Each record is to be transcribed exactly.

* start Working data *

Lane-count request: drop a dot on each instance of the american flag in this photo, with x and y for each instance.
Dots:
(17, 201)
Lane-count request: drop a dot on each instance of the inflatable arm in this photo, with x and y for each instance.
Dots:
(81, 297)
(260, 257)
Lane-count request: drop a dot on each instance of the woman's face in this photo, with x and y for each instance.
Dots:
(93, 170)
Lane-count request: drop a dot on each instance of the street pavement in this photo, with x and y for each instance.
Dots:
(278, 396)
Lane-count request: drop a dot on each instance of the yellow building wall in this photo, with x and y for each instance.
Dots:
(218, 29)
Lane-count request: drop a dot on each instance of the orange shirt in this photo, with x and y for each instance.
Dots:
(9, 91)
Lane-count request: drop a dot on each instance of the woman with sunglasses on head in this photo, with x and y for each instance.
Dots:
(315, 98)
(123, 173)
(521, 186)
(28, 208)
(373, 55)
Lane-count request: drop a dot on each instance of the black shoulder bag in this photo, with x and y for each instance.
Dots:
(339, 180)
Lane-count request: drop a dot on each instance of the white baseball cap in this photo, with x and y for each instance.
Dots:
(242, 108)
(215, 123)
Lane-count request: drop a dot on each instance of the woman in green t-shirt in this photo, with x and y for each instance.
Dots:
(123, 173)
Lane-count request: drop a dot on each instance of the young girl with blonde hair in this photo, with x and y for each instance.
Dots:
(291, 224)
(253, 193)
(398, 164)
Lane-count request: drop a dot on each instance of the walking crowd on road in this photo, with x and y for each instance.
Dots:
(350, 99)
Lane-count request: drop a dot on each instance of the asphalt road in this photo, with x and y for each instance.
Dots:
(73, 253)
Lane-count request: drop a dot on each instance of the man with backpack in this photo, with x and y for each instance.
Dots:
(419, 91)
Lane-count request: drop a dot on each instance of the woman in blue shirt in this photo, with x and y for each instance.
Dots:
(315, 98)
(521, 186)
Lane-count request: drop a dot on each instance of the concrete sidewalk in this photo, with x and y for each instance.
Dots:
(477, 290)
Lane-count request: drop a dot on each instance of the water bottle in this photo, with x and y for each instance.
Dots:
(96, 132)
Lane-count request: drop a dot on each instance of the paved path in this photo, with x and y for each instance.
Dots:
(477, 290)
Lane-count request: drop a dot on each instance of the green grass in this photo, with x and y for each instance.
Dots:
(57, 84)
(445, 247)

* end Working data *

*The solution*:
Lane-count request: drop a dot on each instance of the american flag in this photo, with x and y for each instance.
Dots:
(17, 201)
Lane-count request: drop a dot on each instance of the inflatable arm in this photo, with x and y for each instance.
Dots:
(81, 297)
(260, 257)
Lane-count request: drop a dot on each instance of the woman's face in this photo, with x and y for each instance.
Dots:
(93, 170)
Lane-count request: drop a dot on each instance of the street pavement in this photo, with x and y for each instance.
Dots:
(278, 396)
Lane-count request: drop a dot on each instance of the yellow building wall in this photo, with x and y for each instance.
Dots:
(218, 29)
Lane-count request: drop a dot on each instance of the orange shirt in this photo, with x and y for each instance.
Dots:
(9, 91)
Lane-count request: drop a dot on each instance of the woman with sunglasses on head in this photo, with x and y for each instance.
Dots:
(315, 98)
(123, 173)
(521, 186)
(28, 208)
(373, 55)
Lane-count request: drop a dot on each instance of the black shoulder bag in this photo, with x and y for each instance.
Dots:
(339, 180)
Lane-count request: drop a dot on each instance of the white baseball cap in this photo, with x and y for each instance.
Dots:
(242, 108)
(215, 123)
Lane-count request: drop a dot on each instance of the woman in green t-shirt in this photo, with x and y for each instance.
Dots:
(123, 173)
Lane-count request: drop a dot on each instance of the young girl with blonde hair in this photo, with x and y for each instance.
Dots:
(291, 224)
(253, 193)
(398, 164)
Lane-count request: drop a dot on each instance of the walking crowd on road in this photo, with x and y for each instance.
Dots:
(350, 99)
Lane-count request: drop a dot on each instance of the asphalt road in this photo, with x and y for each instance.
Dots:
(73, 253)
Lane-count request: drop a dot on each instance of the man with backpack in this photo, with x and y for each instance.
Dots:
(419, 91)
Lane-count request: drop a dot on each instance of the woman in blue shirt in this photo, with x and y for each instance.
Dots:
(315, 98)
(521, 186)
Lane-count request: drop a dot on each instance of the concrete sidewalk in this photo, with x and y for each instance.
Dots:
(477, 290)
Lane-count request: drop a dot on each instance of the water bottle in this photo, with x and y for each instance.
Dots:
(96, 132)
Lane-count request: drop a dot on each instance of the paved path in this photo, with x and y for each instance.
Dots:
(477, 290)
Lane-count request: drop a dot on each instance of the green grass in this photo, with x and y for each instance.
Dots:
(57, 84)
(445, 247)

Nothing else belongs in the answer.